## What this task involves
Report every line below that contains the word "water", copying each such line in full.

[Stored data entries]
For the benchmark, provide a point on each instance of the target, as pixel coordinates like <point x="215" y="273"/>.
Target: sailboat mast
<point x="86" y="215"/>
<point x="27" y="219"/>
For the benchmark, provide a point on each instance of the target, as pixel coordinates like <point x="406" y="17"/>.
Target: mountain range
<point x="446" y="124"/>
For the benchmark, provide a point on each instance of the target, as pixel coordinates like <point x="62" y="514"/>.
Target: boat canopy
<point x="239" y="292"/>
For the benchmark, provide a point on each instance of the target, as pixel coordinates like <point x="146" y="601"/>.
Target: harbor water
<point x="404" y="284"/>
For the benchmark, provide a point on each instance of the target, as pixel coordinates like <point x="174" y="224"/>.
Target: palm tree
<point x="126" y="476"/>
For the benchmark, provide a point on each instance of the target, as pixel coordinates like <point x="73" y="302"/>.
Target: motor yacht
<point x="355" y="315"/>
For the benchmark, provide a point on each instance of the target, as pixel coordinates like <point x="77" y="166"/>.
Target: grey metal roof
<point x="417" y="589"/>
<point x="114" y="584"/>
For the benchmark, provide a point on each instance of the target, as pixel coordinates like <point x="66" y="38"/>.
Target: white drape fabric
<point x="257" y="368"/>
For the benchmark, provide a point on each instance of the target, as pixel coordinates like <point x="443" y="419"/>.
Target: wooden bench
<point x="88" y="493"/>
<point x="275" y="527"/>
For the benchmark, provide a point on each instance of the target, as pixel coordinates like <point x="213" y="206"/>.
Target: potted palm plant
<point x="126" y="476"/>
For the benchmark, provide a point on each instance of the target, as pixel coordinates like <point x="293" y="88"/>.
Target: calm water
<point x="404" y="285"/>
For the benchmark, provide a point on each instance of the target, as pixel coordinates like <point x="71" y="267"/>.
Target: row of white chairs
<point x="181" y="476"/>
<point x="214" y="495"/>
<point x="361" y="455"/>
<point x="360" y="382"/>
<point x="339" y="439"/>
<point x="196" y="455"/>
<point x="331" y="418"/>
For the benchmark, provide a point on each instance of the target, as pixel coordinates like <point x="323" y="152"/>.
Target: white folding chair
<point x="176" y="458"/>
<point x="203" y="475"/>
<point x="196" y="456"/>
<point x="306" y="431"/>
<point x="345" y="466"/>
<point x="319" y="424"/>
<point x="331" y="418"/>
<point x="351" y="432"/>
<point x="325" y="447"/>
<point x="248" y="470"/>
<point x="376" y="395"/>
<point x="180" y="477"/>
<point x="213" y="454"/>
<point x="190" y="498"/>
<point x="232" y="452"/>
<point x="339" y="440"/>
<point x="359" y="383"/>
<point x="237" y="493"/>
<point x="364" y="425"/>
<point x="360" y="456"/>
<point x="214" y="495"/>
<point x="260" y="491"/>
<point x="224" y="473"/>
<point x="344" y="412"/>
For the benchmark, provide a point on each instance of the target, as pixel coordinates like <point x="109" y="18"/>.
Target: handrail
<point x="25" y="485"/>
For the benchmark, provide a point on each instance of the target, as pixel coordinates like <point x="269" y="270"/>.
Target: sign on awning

## Response to this task
Target: harbor water
Target: calm water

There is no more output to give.